- Request:
Present all of the rows that follow as a Markdown table with two columns, Number and Line, with each line numbered in order and blank lines skipped. Leave the pictures out of the table.

- Entries supplied:
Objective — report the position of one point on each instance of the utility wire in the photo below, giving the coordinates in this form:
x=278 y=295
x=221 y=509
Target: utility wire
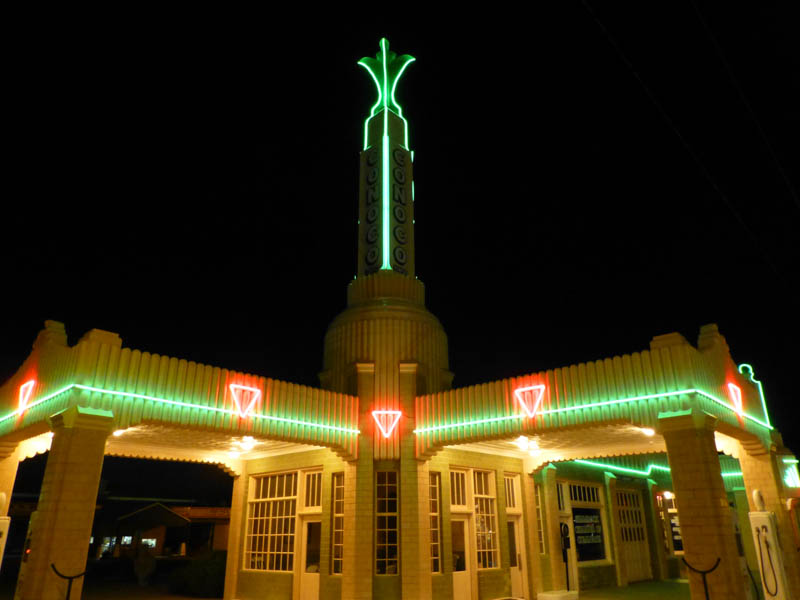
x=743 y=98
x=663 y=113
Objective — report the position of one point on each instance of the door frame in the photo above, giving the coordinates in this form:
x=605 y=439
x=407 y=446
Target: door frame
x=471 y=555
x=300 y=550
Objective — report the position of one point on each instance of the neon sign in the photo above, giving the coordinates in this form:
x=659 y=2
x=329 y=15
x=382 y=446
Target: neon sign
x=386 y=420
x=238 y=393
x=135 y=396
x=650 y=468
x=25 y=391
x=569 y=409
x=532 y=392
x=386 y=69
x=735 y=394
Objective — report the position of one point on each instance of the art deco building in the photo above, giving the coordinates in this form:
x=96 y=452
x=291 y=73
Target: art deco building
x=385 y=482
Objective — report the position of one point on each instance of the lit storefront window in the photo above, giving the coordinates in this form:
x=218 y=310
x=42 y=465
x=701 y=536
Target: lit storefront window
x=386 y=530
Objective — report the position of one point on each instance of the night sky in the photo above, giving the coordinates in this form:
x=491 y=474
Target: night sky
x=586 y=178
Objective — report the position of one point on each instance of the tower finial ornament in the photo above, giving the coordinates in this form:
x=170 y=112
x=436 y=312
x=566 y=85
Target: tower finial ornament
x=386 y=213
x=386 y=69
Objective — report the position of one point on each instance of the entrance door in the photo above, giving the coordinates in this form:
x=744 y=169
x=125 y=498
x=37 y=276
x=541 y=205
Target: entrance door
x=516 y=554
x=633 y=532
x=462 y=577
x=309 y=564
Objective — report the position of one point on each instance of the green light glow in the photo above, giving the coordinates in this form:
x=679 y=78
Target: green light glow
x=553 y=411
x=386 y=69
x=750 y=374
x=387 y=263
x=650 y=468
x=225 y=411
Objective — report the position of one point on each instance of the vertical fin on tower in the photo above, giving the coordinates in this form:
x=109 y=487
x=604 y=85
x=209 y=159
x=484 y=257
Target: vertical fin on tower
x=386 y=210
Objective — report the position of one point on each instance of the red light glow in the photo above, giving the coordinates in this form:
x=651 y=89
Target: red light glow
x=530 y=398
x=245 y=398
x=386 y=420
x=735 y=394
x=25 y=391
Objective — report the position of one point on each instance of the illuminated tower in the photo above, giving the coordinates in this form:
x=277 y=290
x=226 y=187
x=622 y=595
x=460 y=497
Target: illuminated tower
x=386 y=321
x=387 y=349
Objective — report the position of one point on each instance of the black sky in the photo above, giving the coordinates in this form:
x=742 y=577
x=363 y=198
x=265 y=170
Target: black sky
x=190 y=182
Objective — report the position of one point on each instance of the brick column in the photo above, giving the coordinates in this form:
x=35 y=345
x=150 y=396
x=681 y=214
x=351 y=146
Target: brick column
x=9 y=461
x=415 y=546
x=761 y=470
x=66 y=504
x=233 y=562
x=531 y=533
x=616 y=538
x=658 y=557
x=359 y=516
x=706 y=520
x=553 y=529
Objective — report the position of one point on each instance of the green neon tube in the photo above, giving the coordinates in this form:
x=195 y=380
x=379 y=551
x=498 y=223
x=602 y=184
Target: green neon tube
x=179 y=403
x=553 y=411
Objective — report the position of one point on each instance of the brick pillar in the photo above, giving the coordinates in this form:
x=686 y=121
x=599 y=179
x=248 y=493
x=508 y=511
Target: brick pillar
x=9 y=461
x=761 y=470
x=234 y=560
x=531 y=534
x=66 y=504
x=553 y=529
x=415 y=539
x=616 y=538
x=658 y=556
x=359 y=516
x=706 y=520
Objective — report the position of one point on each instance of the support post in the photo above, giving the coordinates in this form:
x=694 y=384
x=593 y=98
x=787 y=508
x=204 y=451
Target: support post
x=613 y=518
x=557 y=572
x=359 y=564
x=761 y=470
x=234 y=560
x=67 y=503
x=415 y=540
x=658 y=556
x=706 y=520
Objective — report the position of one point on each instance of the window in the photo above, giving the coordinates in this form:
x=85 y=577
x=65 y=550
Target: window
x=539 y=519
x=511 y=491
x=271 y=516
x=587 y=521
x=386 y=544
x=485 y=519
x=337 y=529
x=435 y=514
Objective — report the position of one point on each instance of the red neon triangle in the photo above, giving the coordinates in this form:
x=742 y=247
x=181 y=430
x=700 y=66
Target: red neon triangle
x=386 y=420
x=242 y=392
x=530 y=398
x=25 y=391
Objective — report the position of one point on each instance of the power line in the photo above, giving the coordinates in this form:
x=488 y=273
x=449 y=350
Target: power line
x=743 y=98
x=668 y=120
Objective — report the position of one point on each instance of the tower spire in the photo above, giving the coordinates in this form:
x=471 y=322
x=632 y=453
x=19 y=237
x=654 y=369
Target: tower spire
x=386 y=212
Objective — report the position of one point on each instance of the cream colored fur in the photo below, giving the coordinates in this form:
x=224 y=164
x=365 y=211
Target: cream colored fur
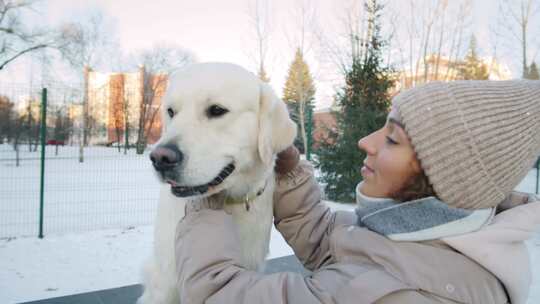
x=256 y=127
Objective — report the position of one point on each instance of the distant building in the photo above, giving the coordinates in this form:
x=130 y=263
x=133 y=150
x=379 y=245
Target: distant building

- Correct result:
| Number | Line |
|---|---|
| 1 | Objective — report the position of one point on each instance of the utility wire in the photo below, giving the coordinates in this form: |
| 2 | x=278 y=295 |
| 3 | x=221 y=509 |
| 4 | Target: utility wire |
| 5 | x=743 y=98 |
| 6 | x=663 y=113 |
| 7 | Objective — report the position of one point on each instance of the door frame in the photo above, giving the coordinates in this form: |
| 8 | x=605 y=439 |
| 9 | x=407 y=446 |
| 10 | Target: door frame |
| 11 | x=471 y=555 |
| 12 | x=300 y=550 |
| 13 | Objective — report the position of one point on each instance of the neon sign in the photo above, giving the coordinates in this form: |
| 14 | x=659 y=2 |
| 15 | x=329 y=15 |
| 16 | x=382 y=446 |
| 17 | Target: neon sign |
| 18 | x=386 y=420 |
| 19 | x=238 y=393 |
| 20 | x=135 y=396 |
| 21 | x=650 y=468 |
| 22 | x=25 y=391 |
| 23 | x=569 y=409 |
| 24 | x=532 y=392 |
| 25 | x=386 y=69 |
| 26 | x=735 y=394 |
| 27 | Objective — report the position of one point on each instance of the art deco building in the photo above, giving the coordinates in this form: |
| 28 | x=96 y=452 |
| 29 | x=291 y=73 |
| 30 | Target: art deco building |
| 31 | x=385 y=482 |
| 32 | Objective — report the position of one point on each instance of the lit storefront window in the photo above, giving the coordinates in this form: |
| 33 | x=218 y=310 |
| 34 | x=42 y=465 |
| 35 | x=701 y=536 |
| 36 | Target: lit storefront window |
| 37 | x=386 y=530 |
| 38 | Objective — report the position of one point on each instance of the night sky in the photo above, giving the coordinates in this form: |
| 39 | x=491 y=474 |
| 40 | Target: night sky |
| 41 | x=586 y=178 |
| 42 | Objective — report the position of one point on each instance of the tower finial ornament in the photo above, giving the coordinates in this form: |
| 43 | x=170 y=112 |
| 44 | x=436 y=312 |
| 45 | x=566 y=85 |
| 46 | Target: tower finial ornament |
| 47 | x=386 y=213 |
| 48 | x=386 y=69 |
| 49 | Objective — report the position of one point on each instance of the entrance door in the photo above, giving the coordinates in this form: |
| 50 | x=744 y=169 |
| 51 | x=125 y=498 |
| 52 | x=37 y=276 |
| 53 | x=541 y=205 |
| 54 | Target: entrance door |
| 55 | x=516 y=554 |
| 56 | x=633 y=532 |
| 57 | x=462 y=577 |
| 58 | x=309 y=564 |
| 59 | Objective — report the position of one point on each instance of the green light glow in the photo above, giving the coordinates in this form: |
| 60 | x=679 y=78 |
| 61 | Target: green light glow |
| 62 | x=553 y=411 |
| 63 | x=386 y=69 |
| 64 | x=750 y=374 |
| 65 | x=387 y=263 |
| 66 | x=650 y=468 |
| 67 | x=225 y=411 |
| 68 | Objective — report the position of one point on each instance of the vertical fin on tower in the photo above, giving the coordinates in this form: |
| 69 | x=109 y=487 |
| 70 | x=604 y=85 |
| 71 | x=209 y=159 |
| 72 | x=484 y=257 |
| 73 | Target: vertical fin on tower |
| 74 | x=386 y=210 |
| 75 | Objective — report the position of one point on each instance of the red light glow in the photo above, giving the coordinates in this form: |
| 76 | x=651 y=89 |
| 77 | Target: red light glow |
| 78 | x=530 y=398 |
| 79 | x=245 y=398 |
| 80 | x=386 y=420 |
| 81 | x=735 y=394 |
| 82 | x=25 y=391 |
| 83 | Objective — report the position of one point on each instance of the illuminated tower in the photo above, giving the coordinates in this form: |
| 84 | x=277 y=290 |
| 85 | x=226 y=187 |
| 86 | x=622 y=595 |
| 87 | x=460 y=497 |
| 88 | Target: illuminated tower |
| 89 | x=386 y=321 |
| 90 | x=387 y=349 |
| 91 | Objective — report the position of one point on each instance of the black sky in the photo above, giving the coordinates in this form: |
| 92 | x=742 y=577 |
| 93 | x=363 y=198 |
| 94 | x=265 y=170 |
| 95 | Target: black sky |
| 96 | x=190 y=182 |
| 97 | Objective — report the position of one point on each instance of the brick column in the photo above, giving the coordinates in this form: |
| 98 | x=35 y=345 |
| 99 | x=150 y=396 |
| 100 | x=681 y=214 |
| 101 | x=351 y=146 |
| 102 | Target: brick column |
| 103 | x=9 y=461 |
| 104 | x=415 y=546 |
| 105 | x=761 y=470 |
| 106 | x=66 y=504 |
| 107 | x=233 y=562 |
| 108 | x=531 y=533 |
| 109 | x=616 y=538 |
| 110 | x=658 y=557 |
| 111 | x=359 y=516 |
| 112 | x=706 y=520 |
| 113 | x=553 y=529 |
| 114 | Objective — report the position of one point on each instance of the green neon tube in the photo above, giving the coordinates in this form: |
| 115 | x=195 y=380 |
| 116 | x=379 y=551 |
| 117 | x=498 y=223 |
| 118 | x=602 y=184 |
| 119 | Target: green neon tube |
| 120 | x=179 y=403 |
| 121 | x=553 y=411 |
| 122 | Objective — report the position of one point on each instance of the brick pillar in the photo above, giving the coordinates in this form: |
| 123 | x=686 y=121 |
| 124 | x=599 y=179 |
| 125 | x=248 y=493 |
| 126 | x=508 y=511 |
| 127 | Target: brick pillar |
| 128 | x=9 y=461 |
| 129 | x=761 y=470 |
| 130 | x=234 y=560 |
| 131 | x=531 y=534 |
| 132 | x=66 y=504 |
| 133 | x=553 y=529 |
| 134 | x=415 y=539 |
| 135 | x=616 y=538 |
| 136 | x=658 y=556 |
| 137 | x=359 y=516 |
| 138 | x=706 y=520 |
| 139 | Objective — report the position of one point on each instance of the support post in the photo above, giving the coordinates in this form: |
| 140 | x=694 y=384 |
| 141 | x=593 y=98 |
| 142 | x=787 y=508 |
| 143 | x=204 y=451 |
| 144 | Target: support post |
| 145 | x=613 y=518 |
| 146 | x=557 y=572 |
| 147 | x=359 y=564 |
| 148 | x=761 y=470 |
| 149 | x=234 y=560 |
| 150 | x=67 y=503 |
| 151 | x=415 y=540 |
| 152 | x=658 y=556 |
| 153 | x=706 y=520 |
| 154 | Objective — report the position of one point on each instance of the window in the photo above, giving the coordinates in this form: |
| 155 | x=85 y=577 |
| 156 | x=65 y=550 |
| 157 | Target: window |
| 158 | x=539 y=519 |
| 159 | x=511 y=491 |
| 160 | x=271 y=516 |
| 161 | x=587 y=521 |
| 162 | x=386 y=544 |
| 163 | x=485 y=519 |
| 164 | x=337 y=529 |
| 165 | x=435 y=514 |
| 166 | Objective — report the position of one point on each instance of the red neon triangle in the photo above, giving the coordinates in this form: |
| 167 | x=742 y=247 |
| 168 | x=181 y=430 |
| 169 | x=700 y=66 |
| 170 | Target: red neon triangle |
| 171 | x=386 y=420 |
| 172 | x=242 y=392 |
| 173 | x=530 y=398 |
| 174 | x=25 y=391 |
| 175 | Objective — report the position of one point on each instance of the power line in the photo above, giving the coordinates in this form: |
| 176 | x=488 y=273 |
| 177 | x=449 y=350 |
| 178 | Target: power line |
| 179 | x=743 y=98 |
| 180 | x=668 y=120 |
| 181 | Objective — report the position of one point on each instance of the tower spire in the photo above, giving the coordinates in this form: |
| 182 | x=471 y=322 |
| 183 | x=632 y=453 |
| 184 | x=19 y=237 |
| 185 | x=654 y=369 |
| 186 | Target: tower spire |
| 187 | x=386 y=212 |
| 188 | Objective — report the position of one point on each instance of the cream colored fur in the photo below, giving the coordinates in this form: |
| 189 | x=224 y=164 |
| 190 | x=365 y=211 |
| 191 | Target: cream colored fur |
| 192 | x=256 y=127 |
| 193 | Objective — report the position of one point on each instance of the distant building in the photo above, giving the coordinates in this form: |
| 194 | x=130 y=263 |
| 195 | x=133 y=150 |
| 196 | x=379 y=245 |
| 197 | Target: distant building |